Exercise text ::
* * * * * * * * *

The avenue is named for James Hillhouse (1754–1832) (and his son James Abraham Hillhouse, 1789–1841), innovator in land use in New Haven, who began the program of tree planting that gave New Haven its nickname, The Elm City, and who laid out the Trumbull Plan for Yale College and the Grove Street Cemetery.

Hillhouse Avenue was initially called Temple Avenue, and was staked out, 150 ft wide, by Hillhouse employee, and later Yale president, Jeremiah Day, in 1792. The avenue ran from the Green at Temple Street to a hilltop location where James Abraham Hillhouse built the family mansion, Highwood (later called Sachem's Wood), in 1828. The houses along the wide avenue were set back with room for trees creating a park-like effect. The elms which once shaded the street were lost to Dutch elm disease, but mature oak trees have largely taken their place.

* * * * * * * * *

Data section ::
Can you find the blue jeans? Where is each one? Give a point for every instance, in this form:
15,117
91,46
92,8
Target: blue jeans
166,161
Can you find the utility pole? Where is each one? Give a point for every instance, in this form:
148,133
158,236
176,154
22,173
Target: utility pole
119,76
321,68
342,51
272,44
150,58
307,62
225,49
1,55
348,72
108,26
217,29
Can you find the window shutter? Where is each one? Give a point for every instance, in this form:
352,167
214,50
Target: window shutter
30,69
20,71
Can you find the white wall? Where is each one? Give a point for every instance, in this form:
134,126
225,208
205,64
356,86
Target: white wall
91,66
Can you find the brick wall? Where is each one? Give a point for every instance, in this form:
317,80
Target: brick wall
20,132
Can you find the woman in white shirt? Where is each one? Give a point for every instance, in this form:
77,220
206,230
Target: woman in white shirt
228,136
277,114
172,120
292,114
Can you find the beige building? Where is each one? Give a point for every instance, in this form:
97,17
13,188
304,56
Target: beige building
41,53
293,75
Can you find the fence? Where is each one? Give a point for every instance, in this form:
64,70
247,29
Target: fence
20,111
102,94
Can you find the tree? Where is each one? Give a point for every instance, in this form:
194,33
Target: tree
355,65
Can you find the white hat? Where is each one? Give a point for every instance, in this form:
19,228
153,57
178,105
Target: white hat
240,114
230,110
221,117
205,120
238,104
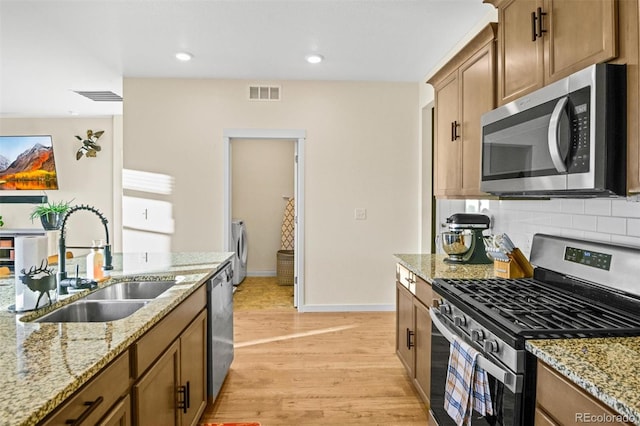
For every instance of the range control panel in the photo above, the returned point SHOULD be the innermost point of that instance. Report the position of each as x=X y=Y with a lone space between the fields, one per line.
x=588 y=258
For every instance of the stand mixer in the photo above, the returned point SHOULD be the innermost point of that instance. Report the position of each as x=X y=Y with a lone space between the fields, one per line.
x=464 y=242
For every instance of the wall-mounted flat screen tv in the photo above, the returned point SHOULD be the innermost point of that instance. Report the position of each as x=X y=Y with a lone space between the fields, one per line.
x=27 y=162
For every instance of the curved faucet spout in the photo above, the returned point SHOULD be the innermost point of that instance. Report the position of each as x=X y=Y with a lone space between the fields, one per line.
x=62 y=249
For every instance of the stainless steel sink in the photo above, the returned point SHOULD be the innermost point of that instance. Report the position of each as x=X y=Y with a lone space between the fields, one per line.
x=131 y=290
x=94 y=311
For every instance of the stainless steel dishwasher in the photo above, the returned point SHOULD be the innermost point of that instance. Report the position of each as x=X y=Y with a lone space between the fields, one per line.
x=219 y=328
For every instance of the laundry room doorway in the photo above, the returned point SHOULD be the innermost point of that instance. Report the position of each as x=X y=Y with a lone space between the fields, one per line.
x=264 y=195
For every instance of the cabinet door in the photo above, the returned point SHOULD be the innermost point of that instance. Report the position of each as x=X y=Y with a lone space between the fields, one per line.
x=520 y=59
x=404 y=326
x=120 y=415
x=477 y=88
x=422 y=373
x=447 y=146
x=193 y=371
x=580 y=33
x=155 y=395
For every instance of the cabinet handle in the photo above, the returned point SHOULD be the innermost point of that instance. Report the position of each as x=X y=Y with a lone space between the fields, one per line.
x=182 y=404
x=188 y=396
x=540 y=29
x=91 y=406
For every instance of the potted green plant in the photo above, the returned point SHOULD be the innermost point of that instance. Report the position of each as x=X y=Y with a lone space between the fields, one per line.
x=51 y=214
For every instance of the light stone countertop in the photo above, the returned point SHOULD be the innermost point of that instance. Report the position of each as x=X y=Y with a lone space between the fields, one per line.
x=42 y=364
x=431 y=266
x=607 y=368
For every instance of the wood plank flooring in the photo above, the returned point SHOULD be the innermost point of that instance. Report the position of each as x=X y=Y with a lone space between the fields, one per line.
x=315 y=369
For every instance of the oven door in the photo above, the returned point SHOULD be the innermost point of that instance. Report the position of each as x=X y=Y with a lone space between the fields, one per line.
x=506 y=387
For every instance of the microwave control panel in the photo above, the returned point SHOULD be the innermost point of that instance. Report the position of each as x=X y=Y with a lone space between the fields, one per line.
x=580 y=147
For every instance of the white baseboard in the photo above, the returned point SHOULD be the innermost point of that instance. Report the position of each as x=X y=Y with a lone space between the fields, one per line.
x=347 y=308
x=261 y=273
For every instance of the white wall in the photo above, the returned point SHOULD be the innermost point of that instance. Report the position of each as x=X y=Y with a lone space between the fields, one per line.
x=362 y=151
x=262 y=173
x=86 y=181
x=610 y=220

* * * * * * * * *

Task A :: Do these statements agree with the Hillhouse Avenue text? For each, answer yes or no and quote the words that decide it. (i) Hillhouse Avenue's first name was Temple Avenue. (ii) The avenue was staked out in 1828. (iii) Oak trees have mostly taken the place of the lost elms.
Task B :: Repeat word for word the stretch of the Hillhouse Avenue text from "Hillhouse Avenue was" through "taken their place.".

Response A ::
(i) Yes: "Hillhouse Avenue was initially called Temple Avenue"
(ii) No: "staked out, 150 ft wide, by Hillhouse employee, and later Yale president, Jeremiah Day, in 1792"
(iii) Yes: "mature oak trees have largely taken their place"

Response B ::
Hillhouse Avenue was initially called Temple Avenue, and was staked out, 150 ft wide, by Hillhouse employee, and later Yale president, Jeremiah Day, in 1792. The avenue ran from the Green at Temple Street to a hilltop location where James Abraham Hillhouse built the family mansion, Highwood (later called Sachem's Wood), in 1828. The houses along the wide avenue were set back with room for trees creating a park-like effect. The elms which once shaded the street were lost to Dutch elm disease, but mature oak trees have largely taken their place.